* WHAT YOU NEED TO DO
I would like every record below transcribed exactly as it is.

[Opening THE RECORDS section]

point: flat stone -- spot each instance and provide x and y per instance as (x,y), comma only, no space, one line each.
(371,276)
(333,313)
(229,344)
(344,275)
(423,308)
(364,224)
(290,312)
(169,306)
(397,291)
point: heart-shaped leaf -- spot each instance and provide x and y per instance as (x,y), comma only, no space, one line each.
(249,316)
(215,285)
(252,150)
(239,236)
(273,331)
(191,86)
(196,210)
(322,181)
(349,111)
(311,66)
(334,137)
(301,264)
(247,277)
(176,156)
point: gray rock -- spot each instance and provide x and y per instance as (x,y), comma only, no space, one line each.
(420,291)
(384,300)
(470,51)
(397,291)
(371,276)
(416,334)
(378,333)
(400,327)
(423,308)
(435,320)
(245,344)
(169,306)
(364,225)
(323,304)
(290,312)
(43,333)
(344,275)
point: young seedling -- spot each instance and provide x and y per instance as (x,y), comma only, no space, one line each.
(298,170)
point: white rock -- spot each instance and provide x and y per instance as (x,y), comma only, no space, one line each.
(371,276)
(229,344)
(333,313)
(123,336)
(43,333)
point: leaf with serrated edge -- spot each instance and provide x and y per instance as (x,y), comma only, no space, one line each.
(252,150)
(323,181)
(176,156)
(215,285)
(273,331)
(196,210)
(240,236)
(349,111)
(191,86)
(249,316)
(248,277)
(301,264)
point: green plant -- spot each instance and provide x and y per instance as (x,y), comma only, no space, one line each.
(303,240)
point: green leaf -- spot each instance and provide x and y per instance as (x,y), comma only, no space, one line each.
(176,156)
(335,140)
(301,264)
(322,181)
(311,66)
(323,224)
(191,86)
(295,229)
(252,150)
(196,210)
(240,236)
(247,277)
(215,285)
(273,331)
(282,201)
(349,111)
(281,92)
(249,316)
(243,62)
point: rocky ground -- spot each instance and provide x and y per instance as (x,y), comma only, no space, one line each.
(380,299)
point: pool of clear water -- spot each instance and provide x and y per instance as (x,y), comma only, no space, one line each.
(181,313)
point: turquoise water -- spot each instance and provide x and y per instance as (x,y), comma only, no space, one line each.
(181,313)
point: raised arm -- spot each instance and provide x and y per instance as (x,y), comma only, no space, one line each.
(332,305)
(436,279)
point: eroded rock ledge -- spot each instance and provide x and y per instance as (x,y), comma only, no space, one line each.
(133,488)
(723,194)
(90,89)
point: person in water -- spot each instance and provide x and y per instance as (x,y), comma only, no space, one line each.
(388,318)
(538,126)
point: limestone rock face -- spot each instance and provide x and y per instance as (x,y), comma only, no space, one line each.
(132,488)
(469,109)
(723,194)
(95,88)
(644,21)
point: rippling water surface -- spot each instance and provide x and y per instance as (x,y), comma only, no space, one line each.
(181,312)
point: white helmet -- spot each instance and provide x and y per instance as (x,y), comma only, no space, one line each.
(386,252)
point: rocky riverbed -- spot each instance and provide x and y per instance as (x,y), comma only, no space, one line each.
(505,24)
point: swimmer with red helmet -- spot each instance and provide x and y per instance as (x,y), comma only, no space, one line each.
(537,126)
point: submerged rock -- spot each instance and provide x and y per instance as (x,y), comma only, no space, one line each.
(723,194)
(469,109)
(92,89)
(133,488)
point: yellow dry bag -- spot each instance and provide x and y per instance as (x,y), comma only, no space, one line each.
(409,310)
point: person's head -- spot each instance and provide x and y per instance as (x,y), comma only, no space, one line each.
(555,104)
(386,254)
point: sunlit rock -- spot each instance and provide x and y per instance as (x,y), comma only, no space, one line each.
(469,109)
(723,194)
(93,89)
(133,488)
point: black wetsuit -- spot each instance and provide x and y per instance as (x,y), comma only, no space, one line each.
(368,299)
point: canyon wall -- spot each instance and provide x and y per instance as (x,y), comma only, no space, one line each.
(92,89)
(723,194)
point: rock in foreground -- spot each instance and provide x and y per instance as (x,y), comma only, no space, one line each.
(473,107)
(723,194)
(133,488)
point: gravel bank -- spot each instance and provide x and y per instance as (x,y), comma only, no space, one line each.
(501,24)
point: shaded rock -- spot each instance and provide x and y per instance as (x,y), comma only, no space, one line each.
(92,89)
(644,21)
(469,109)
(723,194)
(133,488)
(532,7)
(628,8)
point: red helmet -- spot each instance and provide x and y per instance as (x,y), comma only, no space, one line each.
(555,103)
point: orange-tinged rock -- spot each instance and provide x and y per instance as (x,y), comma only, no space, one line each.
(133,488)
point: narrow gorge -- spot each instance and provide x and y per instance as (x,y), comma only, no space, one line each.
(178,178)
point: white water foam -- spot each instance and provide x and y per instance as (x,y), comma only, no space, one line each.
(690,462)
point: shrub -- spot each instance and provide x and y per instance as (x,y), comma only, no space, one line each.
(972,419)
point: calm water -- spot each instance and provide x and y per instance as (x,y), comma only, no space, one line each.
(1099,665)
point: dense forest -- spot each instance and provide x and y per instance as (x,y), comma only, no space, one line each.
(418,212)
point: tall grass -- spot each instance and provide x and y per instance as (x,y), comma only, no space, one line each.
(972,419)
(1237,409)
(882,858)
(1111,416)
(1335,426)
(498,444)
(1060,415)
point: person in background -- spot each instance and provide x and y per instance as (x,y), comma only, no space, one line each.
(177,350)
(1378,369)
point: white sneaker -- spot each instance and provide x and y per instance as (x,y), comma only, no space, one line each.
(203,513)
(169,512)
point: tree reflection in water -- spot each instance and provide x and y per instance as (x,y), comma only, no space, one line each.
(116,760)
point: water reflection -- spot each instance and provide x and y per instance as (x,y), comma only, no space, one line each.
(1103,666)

[Closing THE RECORDS section]

* EXPECTED OUTPUT
point: flat stone -- spot each instance and provide x and y per instance as (x,y), comma only, no space, one line each.
(371,276)
(333,313)
(229,344)
(344,275)
(423,308)
(364,224)
(290,312)
(169,306)
(397,291)
point: heart-shaped leaf -- spot each instance and provide x and y per instance as (x,y), comma only, no space, one line each.
(249,316)
(215,285)
(252,150)
(239,236)
(273,331)
(191,86)
(196,210)
(322,181)
(349,111)
(311,66)
(334,137)
(301,264)
(247,277)
(176,156)
point: gray rock -- spot each instance and provide x and y per instance as (x,y), comma only, no space, one line each.
(420,291)
(384,300)
(470,51)
(397,291)
(371,276)
(416,334)
(378,333)
(400,327)
(423,308)
(435,320)
(245,344)
(169,306)
(364,225)
(323,304)
(290,312)
(43,333)
(344,275)
point: young seedling -- spot each instance and provide x and y per instance as (x,y), comma only, no space, one line each.
(298,170)
point: white rock -- spot each instance and provide x and y per instance as (x,y), comma only, no space, one line each.
(371,276)
(229,344)
(333,313)
(123,336)
(43,333)
point: leaf with serrated edge -- spot each instance and provide x and y per instance as (x,y), comma only, no space, one line each.
(252,150)
(323,181)
(176,156)
(215,285)
(273,331)
(196,210)
(240,236)
(349,111)
(191,86)
(249,316)
(248,277)
(301,264)
point: green plant -- spot each instance and provide x and y per instance as (x,y), comma only, no space, one line each.
(303,240)
point: green leaf -- spot each instance and provide x and y per instance as (x,y), comma only, no space, one line each.
(176,156)
(335,140)
(301,264)
(322,181)
(311,66)
(323,224)
(191,86)
(295,229)
(252,150)
(196,210)
(240,236)
(247,277)
(215,285)
(273,331)
(282,201)
(349,111)
(281,92)
(249,316)
(243,62)
point: rocky ground -- spot each instance and provide x and y per instance as (x,y), comma only, no space, one line each.
(380,299)
point: pool of clear water -- spot each instance and provide x and y per instance as (x,y), comma only, no space, one line each.
(181,313)
point: turquoise water -- spot each instance and provide x and y per instance as (x,y), comma only, no space, one line each.
(181,313)
point: raised arm -- spot each instance and provide x and y per instance as (x,y), comma only, no space, one line each.
(332,305)
(436,279)
point: eroded rock ledge -- spot each instance and provide x and y per instance as (x,y), comma only, no space, one line each.
(133,488)
(723,194)
(90,89)
point: person in water -- spot each instance and provide x and y per instance as (x,y), comma only, no space, one line each.
(388,318)
(538,126)
point: limestone rock face -- spot each instance and provide x and y per instance as (x,y), comma only, no space, one line each.
(132,488)
(469,109)
(723,194)
(95,88)
(644,21)
point: rippling water surface -- spot each instance and provide x and y per instance as (x,y), comma only, no space, one line each.
(181,312)
point: white helmet -- spot each instance and provide x and y per instance as (x,y), comma only, no space, one line each.
(386,252)
point: rocky riverbed -- spot each instance and provide x and y per instance as (x,y), comma only, no space, one line each.
(505,24)
point: swimmer with red helmet -- spot each instance and provide x and y per instance as (x,y), comma only, no space, one line each.
(537,126)
point: submerged rock -- spot each instance and provide x and y per instance as (x,y), comma only, no space, one line each.
(723,194)
(469,109)
(92,89)
(133,488)
point: yellow dry bag -- spot each instance and provide x and y per instance as (x,y), comma only, no space, one line each.
(409,310)
point: person's head -- spot each instance and provide x and y per instance as (x,y), comma only, no space, one line each.
(555,104)
(386,254)
point: sunlit rock -- spot each instance and provide x and y per instance as (x,y), comma only, no space, one line each.
(469,109)
(723,194)
(93,89)
(133,488)
point: black wetsuit -- spot each instance and provide x and y per instance as (x,y), comma only, no space, one line each.
(368,299)
point: canyon wall -- spot each instance and provide x and y per instance as (x,y), comma only, no space, one line each.
(92,89)
(723,194)
point: rock in foreground -- spot each instance and provide x and y per instance as (x,y), comma only, no space, one line each.
(473,107)
(723,194)
(133,488)
point: gravel bank -- spot each instance and provide x and y per instance as (x,y), comma only, no space, one line each.
(501,24)
point: shaded rock -- spot each instance and provide x and y per instance as (x,y), comma only, no space, one line each.
(92,89)
(644,21)
(469,109)
(723,194)
(133,488)
(532,7)
(628,8)
point: red helmet -- spot each instance and provide x and y per instance as (x,y), comma only, no space, one line each.
(555,103)
point: orange-tinged rock -- spot each instance and provide x and y per instance as (x,y), comma only, no space, one line each.
(133,488)
point: narrow gorge -- spot each instance and provide x and y per instance as (x,y), comma only, no space, one line each.
(178,178)
point: white water foam -- spot each instance and provide x and y per instance as (x,y), comma only, no space, one line each.
(690,462)
point: shrub -- spot each instance and provide x and y per instance as (x,y), comma only, no space, one line each.
(972,419)
point: calm water -- spot each instance and provide x and y per instance as (x,y), comma only, no space, one line each.
(1099,665)
point: dense forest -- spot each instance and provide x and y per instance as (x,y), comma only, no space, one line each.
(418,212)
point: tall grass -- spot each instance and provide x and y per instance as (x,y), comma only, no space, one line each.
(972,419)
(1237,409)
(882,858)
(1111,416)
(1335,426)
(498,444)
(1060,415)
point: person in background -- spot each instance and provide x and y per instance as (x,y), comma only, no space, one line each.
(177,350)
(1378,369)
point: white sneaker -- spot each instance and provide x and y per instance as (x,y), comma only, no space, one line each.
(203,513)
(169,512)
point: tree reflection in water -- spot each instance and provide x and y per instance as (x,y), comma only, no space, one line each.
(116,760)
point: water reflection -- spot each instance and provide x and y per instance as (x,y), comma only, no space, one line each.
(1103,666)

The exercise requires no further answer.